Written task:
Every entry must be given again exactly.
◇ ◇ ◇ ◇ ◇
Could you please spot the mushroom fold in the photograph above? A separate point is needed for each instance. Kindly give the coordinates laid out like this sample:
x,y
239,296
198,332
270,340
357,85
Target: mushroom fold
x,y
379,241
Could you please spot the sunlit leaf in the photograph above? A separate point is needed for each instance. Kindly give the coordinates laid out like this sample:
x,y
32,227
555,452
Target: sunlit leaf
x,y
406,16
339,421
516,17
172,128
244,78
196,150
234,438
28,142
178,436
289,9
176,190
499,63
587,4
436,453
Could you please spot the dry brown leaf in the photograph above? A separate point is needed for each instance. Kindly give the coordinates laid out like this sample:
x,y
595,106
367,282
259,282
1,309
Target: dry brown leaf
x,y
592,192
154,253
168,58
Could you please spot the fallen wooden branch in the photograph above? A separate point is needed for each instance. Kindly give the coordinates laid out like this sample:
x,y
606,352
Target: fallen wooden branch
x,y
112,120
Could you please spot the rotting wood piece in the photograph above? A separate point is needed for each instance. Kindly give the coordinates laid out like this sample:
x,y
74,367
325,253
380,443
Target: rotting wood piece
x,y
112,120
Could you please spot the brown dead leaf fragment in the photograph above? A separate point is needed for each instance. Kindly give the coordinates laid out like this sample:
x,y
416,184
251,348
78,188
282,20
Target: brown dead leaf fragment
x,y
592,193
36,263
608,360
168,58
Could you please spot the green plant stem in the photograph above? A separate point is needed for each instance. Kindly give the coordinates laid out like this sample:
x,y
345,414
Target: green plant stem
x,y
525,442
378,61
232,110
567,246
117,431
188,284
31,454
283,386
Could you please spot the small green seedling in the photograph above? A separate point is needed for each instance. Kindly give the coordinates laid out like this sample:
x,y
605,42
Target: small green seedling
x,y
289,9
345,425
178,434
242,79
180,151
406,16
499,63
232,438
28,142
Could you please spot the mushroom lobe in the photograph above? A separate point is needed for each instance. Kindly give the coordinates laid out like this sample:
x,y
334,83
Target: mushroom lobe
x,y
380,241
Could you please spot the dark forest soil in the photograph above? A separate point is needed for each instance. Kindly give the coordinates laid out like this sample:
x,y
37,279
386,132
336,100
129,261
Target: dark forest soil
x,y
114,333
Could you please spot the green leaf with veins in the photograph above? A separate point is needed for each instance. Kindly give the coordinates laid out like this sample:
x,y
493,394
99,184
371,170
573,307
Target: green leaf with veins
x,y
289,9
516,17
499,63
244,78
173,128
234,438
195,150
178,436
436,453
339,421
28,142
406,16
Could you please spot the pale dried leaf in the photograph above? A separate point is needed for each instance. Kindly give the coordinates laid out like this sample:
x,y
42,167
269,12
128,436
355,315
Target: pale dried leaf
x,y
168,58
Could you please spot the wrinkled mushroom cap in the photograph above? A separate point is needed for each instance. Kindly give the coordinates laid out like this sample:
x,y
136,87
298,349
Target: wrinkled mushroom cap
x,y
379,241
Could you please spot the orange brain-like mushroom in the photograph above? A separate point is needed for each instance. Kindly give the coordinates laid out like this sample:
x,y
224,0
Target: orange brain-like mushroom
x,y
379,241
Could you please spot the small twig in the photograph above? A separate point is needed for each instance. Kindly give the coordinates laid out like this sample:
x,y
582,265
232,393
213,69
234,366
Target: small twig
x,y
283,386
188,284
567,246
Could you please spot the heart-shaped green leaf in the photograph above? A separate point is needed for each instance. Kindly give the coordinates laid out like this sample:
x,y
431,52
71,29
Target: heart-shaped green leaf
◇ ◇ ◇ ◇ ◇
Task output:
Could you please spot the mushroom fold in the photograph above? A separate point is needed for each instance. Kindly give the coordinates laid out like this sample:
x,y
239,296
198,332
270,340
357,85
Target: mushroom fold
x,y
379,241
Could you please spot the sunlit leaf in the photograph above? A separate point is needed for each instance. Kindly give the coordinates laid out like this sample:
x,y
32,227
555,452
Target: sunlit leaf
x,y
406,16
339,421
516,17
172,128
244,78
196,150
234,438
28,142
178,436
289,9
176,190
499,63
587,4
436,453
Could you please spot the dry brown leaf in the photograph above? A separate point is needed for each instance. Kindly give the coordinates laid out like this sample:
x,y
595,106
367,282
259,282
1,309
Target: dry brown leaf
x,y
592,192
154,253
168,58
Could you please spot the fallen wooden branch in the photograph above? A separate point is needed for each instance. Kindly give the coordinates laid out like this sample:
x,y
606,352
Target: fallen wooden branch
x,y
112,120
Could you please spot the rotting wood piece in the photograph above? A separate point is needed for each instance. Kindly give the coordinates laid out like this sample:
x,y
74,367
325,253
380,443
Target: rotting wood piece
x,y
112,120
Could you please spot the brown dead leaf fragment in the photograph above? A separate point is needed for each instance. Kindly give the coordinates laid out like this sample:
x,y
416,184
251,348
78,188
282,20
Target: brown dead leaf fragment
x,y
592,193
36,263
608,360
168,58
Could you please spot the green plant stem in the photograph above? A separate point is needed for each instance. Kindly give the coordinates laid out like this sample:
x,y
345,414
Target: green plant stem
x,y
525,442
378,61
232,110
567,246
117,431
188,284
31,454
283,386
Could you please spot the small green seedling in the photograph above? A separate point is needed for each instance. Kindly give the coordinates laid out like this sample:
x,y
605,42
Target: small green seedling
x,y
289,9
345,425
178,434
242,79
180,151
406,16
499,63
232,438
28,142
Could you please spot the mushroom lobe in the photograph above? A separate point is needed for each instance. Kindly give the coordinates laid out like this sample:
x,y
334,83
Target: mushroom lobe
x,y
380,241
Could you please spot the dark forest soil in the photograph above? A separate point is needed for each instance. Kindly give the coordinates laid out like this sample:
x,y
37,279
386,132
336,100
129,261
Target: dark forest soil
x,y
114,333
Could you please spot the green leaf with veins in the photograph above? A separate point is needed for each instance. Kindly give the coordinates laid out like this sample:
x,y
493,394
99,184
371,170
573,307
Target: green leaf with veins
x,y
289,9
516,17
499,63
244,78
173,128
234,438
195,150
178,436
436,453
339,421
28,142
406,16
Could you please spot the pale dried leaf in the photograph above? A separate point is needed for each instance. Kindly give the coordinates laid out like this sample:
x,y
42,167
269,12
128,436
355,315
Target: pale dried leaf
x,y
168,58
Could you please spot the wrinkled mushroom cap in the photograph above? A separate point is needed for each instance. Kindly give the coordinates laid out like this sample:
x,y
136,87
298,349
Target: wrinkled mushroom cap
x,y
379,241
Could you please spot the orange brain-like mushroom in the photograph above? A separate point is needed for each instance. Kindly give the coordinates laid out like this sample:
x,y
224,0
Target: orange brain-like mushroom
x,y
379,241
Could you please spot the small twig in the photograph above? A separate point is needed for each instance. Kindly give the coordinates laid out like this sample:
x,y
582,265
232,393
213,69
234,366
Target: small twig
x,y
283,386
188,284
567,246
Could you please spot the heart-shaped green leaf in the photograph above? A separate point is needed for each instance. Kindly give the coordinates laid out like this sample:
x,y
431,52
71,29
Target: heart-shaped green leaf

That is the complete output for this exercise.